**** Text block ****
Church Hurt and Walking Away: Finding Hope, Healing, and God’s Direction
Struggling with church hurt or guilt after leaving church? Discover how to heal, recover your faith, and overcome trauma without losing hope.
Michael Wilson
8/26/20253 min read


Have you ever left a church or ministry leader and wondered if you just walked away from God? Or maybe someone told you that by leaving a church, you were walking away from Him. For many of us, leaving wasn’t rebellion. It was survival.
That’s why I’m writing this series, Burnt Stones: Rebuilding What Religion Broke. Because the truth is, God is not the church building, and leaving a system is not the same as leaving Him.
When the Church and God Get Confused
Some of you have been told that if you walked away from a church, you were walking away from God. Maybe you were accused of having a Jezebel spirit, an Absalom spirit, or whatever label leaders conjured up to keep you in line. Maybe you were told that if you weren’t “under covering,” you were out of order. Or if you questioned the pastor, you were drifting.
Let me be clear: truth is never afraid of being questioned.
I’ve had people come to me and say, “Michael, I think all of this is BS. I don’t even know if I believe anymore.” I don’t freak out. I listen. Because questioning isn’t drifting. Questioning can mean you are growing, or that you are not just going to take someone's word for something.
But far too many leaders point people not to Jesus, but to their interpretation of Scripture—or worse, to their own authority. That’s where church culture becomes toxic.
False Guilt That Keeps People in Bondage
I’ve heard it all:
“If you leave this church, you’re leaving God’s grace.”
****
Problem.
In the article on church hurt, what title is given to the series being written? The items have nothing to do with the article on church hurt.
**** Data for analysis ****
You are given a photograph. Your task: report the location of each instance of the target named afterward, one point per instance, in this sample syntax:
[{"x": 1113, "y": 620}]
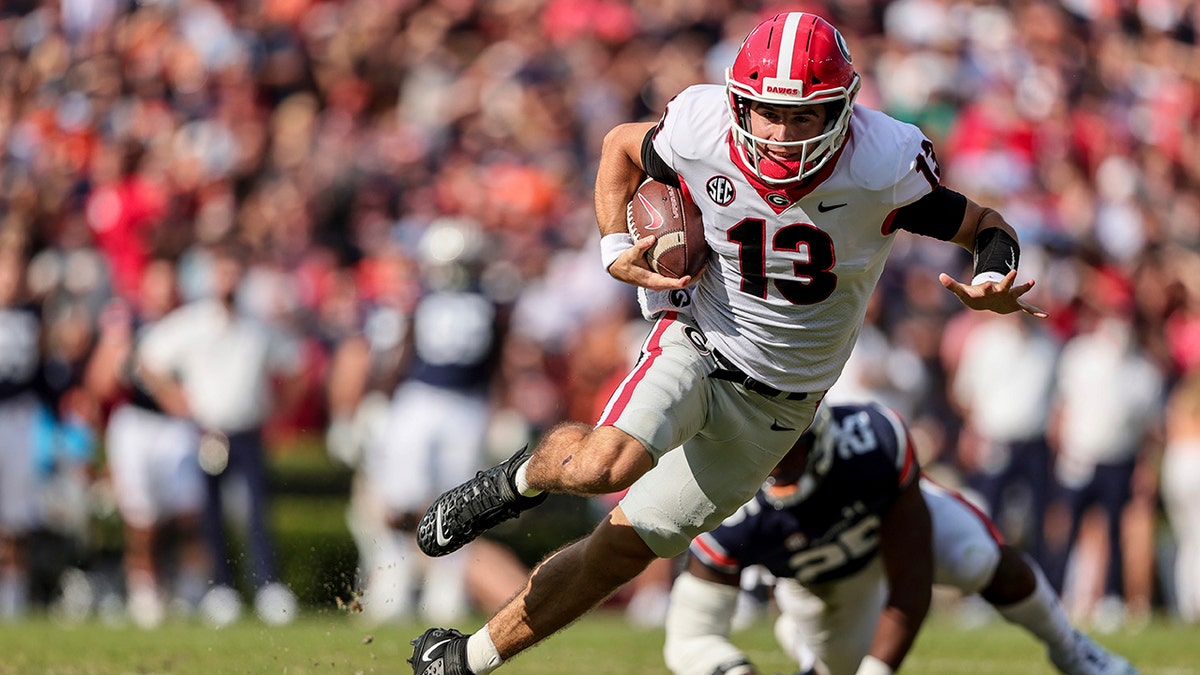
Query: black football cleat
[
  {"x": 439, "y": 651},
  {"x": 463, "y": 513}
]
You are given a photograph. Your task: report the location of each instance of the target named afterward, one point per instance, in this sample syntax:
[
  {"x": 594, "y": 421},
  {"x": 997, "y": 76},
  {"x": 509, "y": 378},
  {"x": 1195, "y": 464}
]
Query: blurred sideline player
[
  {"x": 430, "y": 437},
  {"x": 21, "y": 358},
  {"x": 853, "y": 537},
  {"x": 227, "y": 371},
  {"x": 151, "y": 458}
]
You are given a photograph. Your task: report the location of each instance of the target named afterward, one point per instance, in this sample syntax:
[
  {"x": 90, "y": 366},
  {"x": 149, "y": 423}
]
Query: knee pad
[{"x": 969, "y": 566}]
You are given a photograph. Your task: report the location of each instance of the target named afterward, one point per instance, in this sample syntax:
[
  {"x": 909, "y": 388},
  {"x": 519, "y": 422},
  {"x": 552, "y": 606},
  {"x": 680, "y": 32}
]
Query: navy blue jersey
[
  {"x": 21, "y": 353},
  {"x": 834, "y": 530},
  {"x": 455, "y": 339}
]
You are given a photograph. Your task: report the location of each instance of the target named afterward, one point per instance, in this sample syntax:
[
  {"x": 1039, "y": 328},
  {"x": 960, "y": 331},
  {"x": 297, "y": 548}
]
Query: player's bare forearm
[
  {"x": 618, "y": 174},
  {"x": 617, "y": 178},
  {"x": 1003, "y": 296}
]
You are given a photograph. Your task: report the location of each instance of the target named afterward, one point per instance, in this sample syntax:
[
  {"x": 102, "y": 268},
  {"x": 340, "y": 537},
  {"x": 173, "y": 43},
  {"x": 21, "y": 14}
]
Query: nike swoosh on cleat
[
  {"x": 825, "y": 209},
  {"x": 437, "y": 530},
  {"x": 436, "y": 645}
]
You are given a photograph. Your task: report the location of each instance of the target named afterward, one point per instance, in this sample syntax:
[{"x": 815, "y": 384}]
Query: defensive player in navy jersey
[
  {"x": 801, "y": 192},
  {"x": 437, "y": 424},
  {"x": 855, "y": 536}
]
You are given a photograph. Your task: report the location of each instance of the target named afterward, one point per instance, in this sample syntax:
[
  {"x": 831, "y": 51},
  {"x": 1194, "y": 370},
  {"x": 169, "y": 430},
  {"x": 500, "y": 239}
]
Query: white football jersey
[{"x": 787, "y": 285}]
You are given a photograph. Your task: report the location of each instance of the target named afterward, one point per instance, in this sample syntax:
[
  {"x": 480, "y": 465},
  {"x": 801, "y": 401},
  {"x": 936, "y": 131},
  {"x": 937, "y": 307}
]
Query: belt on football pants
[{"x": 731, "y": 372}]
****
Solution.
Burnt Stones: Rebuilding What Religion Broke